Aim -
Please put the rows, from the very first line to the line with "[[[11,77],[14,53],[7,35],[0,36],[0,108],[4,102],[4,95]]]" (both included), into a Markdown table with the columns Number and Line, numbering each line and skipping any blank ones.

═════ Available records

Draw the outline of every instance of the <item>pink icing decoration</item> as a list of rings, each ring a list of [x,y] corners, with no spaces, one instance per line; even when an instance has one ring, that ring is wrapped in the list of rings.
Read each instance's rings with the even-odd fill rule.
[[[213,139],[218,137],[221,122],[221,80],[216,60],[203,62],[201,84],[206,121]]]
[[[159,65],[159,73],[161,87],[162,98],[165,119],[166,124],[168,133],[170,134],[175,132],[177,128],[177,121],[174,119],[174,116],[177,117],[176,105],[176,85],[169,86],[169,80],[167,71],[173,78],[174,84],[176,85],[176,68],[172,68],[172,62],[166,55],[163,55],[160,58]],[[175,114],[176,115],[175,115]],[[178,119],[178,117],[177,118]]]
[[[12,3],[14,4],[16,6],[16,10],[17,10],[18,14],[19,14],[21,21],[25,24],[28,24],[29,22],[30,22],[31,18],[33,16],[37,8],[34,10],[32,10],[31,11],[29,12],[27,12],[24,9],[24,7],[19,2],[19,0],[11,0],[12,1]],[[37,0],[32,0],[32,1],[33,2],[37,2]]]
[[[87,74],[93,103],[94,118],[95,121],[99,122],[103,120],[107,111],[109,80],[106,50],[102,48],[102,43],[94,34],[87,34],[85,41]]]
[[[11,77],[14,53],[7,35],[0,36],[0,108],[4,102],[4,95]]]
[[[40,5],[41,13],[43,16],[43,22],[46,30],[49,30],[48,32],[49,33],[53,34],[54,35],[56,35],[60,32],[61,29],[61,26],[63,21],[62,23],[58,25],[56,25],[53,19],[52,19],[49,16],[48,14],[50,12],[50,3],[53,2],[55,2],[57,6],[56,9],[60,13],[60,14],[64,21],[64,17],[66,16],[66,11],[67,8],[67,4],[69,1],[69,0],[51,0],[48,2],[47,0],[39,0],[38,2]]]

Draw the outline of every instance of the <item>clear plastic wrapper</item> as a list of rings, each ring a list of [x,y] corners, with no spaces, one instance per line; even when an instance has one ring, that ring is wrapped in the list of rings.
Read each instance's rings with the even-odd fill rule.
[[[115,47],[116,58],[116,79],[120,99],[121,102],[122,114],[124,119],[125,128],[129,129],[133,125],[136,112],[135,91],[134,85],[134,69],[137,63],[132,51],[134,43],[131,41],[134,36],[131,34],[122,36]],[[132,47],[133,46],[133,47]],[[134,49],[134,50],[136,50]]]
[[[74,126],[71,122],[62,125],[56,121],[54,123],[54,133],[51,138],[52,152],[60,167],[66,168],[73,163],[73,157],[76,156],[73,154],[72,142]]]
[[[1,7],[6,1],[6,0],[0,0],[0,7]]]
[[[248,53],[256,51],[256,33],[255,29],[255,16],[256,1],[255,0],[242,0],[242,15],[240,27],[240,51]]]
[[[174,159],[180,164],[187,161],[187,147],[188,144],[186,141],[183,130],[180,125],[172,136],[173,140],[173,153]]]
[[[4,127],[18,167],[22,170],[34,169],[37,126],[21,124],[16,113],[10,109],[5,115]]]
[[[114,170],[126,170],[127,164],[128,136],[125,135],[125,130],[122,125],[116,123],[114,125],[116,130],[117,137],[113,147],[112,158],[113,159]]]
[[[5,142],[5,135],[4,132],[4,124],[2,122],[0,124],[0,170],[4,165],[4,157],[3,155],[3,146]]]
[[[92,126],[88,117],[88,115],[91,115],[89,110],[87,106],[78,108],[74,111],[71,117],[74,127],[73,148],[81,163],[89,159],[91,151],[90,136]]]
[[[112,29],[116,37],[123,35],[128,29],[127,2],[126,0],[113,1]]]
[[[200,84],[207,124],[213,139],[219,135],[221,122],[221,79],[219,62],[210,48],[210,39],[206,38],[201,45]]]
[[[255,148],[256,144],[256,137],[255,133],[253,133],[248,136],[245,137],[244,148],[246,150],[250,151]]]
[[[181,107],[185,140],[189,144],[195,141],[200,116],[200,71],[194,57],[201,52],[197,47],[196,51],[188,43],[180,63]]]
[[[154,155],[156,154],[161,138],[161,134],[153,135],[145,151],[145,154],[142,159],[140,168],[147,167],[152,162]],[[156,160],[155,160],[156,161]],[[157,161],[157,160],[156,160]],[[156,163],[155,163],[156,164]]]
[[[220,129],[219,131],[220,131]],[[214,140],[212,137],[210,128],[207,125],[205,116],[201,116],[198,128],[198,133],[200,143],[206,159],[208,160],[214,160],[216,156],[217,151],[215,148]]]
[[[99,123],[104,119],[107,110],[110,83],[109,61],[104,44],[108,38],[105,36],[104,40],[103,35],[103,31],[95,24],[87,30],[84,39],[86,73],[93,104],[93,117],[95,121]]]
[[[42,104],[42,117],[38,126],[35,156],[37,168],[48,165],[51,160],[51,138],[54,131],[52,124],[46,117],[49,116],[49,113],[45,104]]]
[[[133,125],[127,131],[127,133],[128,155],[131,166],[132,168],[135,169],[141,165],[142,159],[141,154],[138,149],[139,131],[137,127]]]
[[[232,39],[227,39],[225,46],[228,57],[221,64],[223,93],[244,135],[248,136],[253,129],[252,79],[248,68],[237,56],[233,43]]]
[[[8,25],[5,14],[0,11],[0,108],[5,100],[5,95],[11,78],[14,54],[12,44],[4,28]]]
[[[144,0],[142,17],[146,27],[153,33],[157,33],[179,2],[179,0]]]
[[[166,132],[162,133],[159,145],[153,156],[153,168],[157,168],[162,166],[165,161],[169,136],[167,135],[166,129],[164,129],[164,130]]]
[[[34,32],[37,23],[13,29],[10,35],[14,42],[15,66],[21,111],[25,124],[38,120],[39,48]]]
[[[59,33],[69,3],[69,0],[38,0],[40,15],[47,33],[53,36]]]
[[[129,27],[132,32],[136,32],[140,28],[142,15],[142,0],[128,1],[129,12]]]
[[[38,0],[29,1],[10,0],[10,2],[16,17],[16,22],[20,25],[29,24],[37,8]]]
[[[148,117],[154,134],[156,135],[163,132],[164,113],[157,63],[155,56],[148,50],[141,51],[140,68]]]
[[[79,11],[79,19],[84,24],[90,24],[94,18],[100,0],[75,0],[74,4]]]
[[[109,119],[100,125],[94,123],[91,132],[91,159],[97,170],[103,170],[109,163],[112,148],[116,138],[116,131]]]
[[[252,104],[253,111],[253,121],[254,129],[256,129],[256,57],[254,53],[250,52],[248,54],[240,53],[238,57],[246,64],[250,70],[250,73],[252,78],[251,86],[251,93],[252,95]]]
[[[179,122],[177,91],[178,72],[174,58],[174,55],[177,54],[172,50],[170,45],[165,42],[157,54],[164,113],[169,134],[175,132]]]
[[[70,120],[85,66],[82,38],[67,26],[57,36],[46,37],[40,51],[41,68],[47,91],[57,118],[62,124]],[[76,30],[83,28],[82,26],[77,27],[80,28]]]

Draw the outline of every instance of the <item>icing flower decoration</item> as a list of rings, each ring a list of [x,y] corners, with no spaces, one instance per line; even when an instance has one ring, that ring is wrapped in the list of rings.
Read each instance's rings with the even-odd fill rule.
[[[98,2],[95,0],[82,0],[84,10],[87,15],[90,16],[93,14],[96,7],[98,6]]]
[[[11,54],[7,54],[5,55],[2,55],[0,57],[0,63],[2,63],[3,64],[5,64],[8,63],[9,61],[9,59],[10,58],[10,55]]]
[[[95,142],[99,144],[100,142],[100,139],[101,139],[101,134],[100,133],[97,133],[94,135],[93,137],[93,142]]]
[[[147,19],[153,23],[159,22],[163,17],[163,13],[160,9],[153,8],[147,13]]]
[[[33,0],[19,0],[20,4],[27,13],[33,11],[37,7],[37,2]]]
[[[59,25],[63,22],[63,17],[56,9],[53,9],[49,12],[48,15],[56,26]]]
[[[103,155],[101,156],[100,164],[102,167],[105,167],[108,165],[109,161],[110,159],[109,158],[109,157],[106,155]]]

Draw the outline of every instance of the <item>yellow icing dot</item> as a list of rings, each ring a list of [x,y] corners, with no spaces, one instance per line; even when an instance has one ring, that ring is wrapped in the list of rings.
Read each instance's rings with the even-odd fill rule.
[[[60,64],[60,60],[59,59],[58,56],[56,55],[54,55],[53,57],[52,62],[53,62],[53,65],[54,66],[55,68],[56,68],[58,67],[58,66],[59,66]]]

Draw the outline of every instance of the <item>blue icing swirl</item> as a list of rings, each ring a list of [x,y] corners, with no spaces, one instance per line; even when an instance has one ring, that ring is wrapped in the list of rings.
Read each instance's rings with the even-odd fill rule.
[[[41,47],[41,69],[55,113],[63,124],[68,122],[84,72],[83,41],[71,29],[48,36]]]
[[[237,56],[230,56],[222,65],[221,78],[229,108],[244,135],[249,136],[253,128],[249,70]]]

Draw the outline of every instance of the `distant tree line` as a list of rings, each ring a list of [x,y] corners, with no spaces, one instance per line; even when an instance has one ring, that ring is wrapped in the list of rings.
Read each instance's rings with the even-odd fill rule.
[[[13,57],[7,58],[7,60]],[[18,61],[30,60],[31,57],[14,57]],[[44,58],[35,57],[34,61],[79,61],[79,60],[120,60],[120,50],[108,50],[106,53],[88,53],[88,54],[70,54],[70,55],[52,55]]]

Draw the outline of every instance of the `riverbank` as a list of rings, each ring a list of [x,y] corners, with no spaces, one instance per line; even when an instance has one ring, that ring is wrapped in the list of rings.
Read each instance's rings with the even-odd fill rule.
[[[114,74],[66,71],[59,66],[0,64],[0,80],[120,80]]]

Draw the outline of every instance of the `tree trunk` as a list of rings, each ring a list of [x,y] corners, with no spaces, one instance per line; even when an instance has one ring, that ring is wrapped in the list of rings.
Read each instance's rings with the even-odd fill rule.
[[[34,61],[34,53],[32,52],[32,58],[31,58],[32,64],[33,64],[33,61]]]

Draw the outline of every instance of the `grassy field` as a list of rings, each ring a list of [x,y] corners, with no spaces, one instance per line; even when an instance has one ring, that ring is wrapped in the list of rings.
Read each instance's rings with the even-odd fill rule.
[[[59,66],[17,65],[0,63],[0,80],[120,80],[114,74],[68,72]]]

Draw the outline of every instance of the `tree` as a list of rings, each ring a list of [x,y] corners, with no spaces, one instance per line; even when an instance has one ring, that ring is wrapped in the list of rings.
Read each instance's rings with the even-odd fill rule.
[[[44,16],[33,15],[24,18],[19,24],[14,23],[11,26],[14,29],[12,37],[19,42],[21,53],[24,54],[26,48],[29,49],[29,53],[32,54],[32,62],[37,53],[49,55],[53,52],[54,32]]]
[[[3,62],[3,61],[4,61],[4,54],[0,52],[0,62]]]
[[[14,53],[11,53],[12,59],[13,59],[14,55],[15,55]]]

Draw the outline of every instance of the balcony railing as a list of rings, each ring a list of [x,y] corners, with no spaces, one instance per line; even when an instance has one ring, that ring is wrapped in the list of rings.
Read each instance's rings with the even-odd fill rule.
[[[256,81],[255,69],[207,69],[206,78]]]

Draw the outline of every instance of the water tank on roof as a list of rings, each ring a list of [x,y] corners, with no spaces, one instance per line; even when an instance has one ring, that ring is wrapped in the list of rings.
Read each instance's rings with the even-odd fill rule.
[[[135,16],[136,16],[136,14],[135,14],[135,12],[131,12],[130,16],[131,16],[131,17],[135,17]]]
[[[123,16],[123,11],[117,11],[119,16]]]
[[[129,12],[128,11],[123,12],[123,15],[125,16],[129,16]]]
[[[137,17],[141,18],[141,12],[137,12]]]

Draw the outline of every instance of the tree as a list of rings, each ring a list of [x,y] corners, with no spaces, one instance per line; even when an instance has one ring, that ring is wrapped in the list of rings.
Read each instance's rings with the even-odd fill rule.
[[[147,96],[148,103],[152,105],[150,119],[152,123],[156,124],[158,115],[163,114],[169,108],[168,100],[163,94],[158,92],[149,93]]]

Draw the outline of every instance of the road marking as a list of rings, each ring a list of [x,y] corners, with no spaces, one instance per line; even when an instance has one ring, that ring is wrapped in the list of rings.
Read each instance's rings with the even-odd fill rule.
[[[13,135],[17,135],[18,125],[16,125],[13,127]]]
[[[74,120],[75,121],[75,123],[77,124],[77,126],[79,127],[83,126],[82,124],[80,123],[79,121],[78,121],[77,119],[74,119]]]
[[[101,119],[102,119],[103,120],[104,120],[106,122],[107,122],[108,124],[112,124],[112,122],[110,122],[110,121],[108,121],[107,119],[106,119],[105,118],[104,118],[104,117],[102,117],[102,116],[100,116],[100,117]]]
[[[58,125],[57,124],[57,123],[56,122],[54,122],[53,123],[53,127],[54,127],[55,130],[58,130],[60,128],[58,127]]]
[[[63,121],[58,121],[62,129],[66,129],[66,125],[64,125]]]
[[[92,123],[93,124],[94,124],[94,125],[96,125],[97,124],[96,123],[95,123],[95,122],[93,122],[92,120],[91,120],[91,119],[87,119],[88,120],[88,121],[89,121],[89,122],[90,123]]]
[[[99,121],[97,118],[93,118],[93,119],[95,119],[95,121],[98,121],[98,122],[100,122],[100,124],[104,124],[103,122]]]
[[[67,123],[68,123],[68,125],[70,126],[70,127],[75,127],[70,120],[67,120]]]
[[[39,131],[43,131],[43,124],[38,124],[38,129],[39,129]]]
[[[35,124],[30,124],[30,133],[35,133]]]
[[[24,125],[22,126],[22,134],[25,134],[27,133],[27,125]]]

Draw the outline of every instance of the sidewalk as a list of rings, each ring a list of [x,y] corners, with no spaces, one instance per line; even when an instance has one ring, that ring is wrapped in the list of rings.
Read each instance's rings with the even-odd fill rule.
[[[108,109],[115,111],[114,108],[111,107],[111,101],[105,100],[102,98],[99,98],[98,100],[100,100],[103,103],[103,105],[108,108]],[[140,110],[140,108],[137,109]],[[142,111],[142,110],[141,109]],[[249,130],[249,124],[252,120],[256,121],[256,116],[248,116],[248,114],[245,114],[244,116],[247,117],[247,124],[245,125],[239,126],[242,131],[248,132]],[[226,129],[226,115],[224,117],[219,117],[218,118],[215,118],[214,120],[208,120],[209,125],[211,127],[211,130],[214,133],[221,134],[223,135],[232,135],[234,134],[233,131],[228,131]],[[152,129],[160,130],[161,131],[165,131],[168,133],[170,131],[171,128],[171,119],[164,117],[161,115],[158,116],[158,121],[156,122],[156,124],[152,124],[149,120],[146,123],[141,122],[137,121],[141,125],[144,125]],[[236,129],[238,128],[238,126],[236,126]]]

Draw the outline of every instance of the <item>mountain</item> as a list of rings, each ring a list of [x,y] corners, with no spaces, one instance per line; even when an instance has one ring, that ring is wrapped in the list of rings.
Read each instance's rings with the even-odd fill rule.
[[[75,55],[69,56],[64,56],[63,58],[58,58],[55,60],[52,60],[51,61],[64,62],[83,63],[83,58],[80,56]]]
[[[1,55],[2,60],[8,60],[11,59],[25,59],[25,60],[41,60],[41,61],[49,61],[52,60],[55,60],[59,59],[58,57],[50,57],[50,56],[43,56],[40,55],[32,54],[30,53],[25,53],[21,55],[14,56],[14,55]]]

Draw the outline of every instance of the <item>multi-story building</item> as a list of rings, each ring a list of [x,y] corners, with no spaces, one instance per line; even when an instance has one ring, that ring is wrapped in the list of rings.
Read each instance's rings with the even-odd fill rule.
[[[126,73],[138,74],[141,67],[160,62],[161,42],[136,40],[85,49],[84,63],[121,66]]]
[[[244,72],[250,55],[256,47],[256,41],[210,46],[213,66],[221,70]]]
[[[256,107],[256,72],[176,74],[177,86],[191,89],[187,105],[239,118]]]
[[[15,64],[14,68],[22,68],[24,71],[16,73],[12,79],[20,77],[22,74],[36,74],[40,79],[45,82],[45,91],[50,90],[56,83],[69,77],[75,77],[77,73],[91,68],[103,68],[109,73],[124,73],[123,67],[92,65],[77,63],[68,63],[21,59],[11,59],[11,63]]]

══════════

Exercise output -
| Number | Line |
|---|---|
| 1 | Draw the outline of every instance of the <item>pink icing decoration</item> as a list of rings, each ring a list of [x,y] corners, with no spaces, one instance per line; even when an instance has one ring, that ring is wrapped in the list of rings. |
| 2 | Read each instance's rings with the even-odd fill rule. |
| 3 | [[[213,139],[218,137],[221,122],[221,80],[216,60],[203,62],[201,84],[206,121]]] |
| 4 | [[[159,65],[159,73],[161,87],[162,98],[165,119],[166,124],[168,133],[170,134],[175,132],[177,128],[177,121],[174,119],[174,116],[177,117],[176,105],[176,85],[169,86],[169,80],[167,71],[173,78],[174,84],[176,85],[176,68],[172,68],[172,62],[166,55],[163,55],[160,58]],[[175,114],[176,115],[175,115]],[[178,119],[178,117],[177,118]]] |
| 5 | [[[12,3],[14,4],[16,6],[16,10],[17,10],[18,14],[19,14],[21,21],[25,24],[28,24],[29,22],[30,22],[31,18],[33,16],[37,8],[34,10],[32,10],[31,11],[29,12],[27,12],[24,9],[24,7],[19,2],[19,0],[11,0],[12,1]],[[37,0],[32,0],[32,1],[33,2],[37,2]]] |
| 6 | [[[87,74],[93,103],[94,118],[95,121],[99,122],[103,120],[107,111],[109,80],[106,50],[102,48],[102,43],[94,34],[87,34],[85,41]]] |
| 7 | [[[11,77],[14,53],[7,35],[0,36],[0,108],[4,102],[4,95]]] |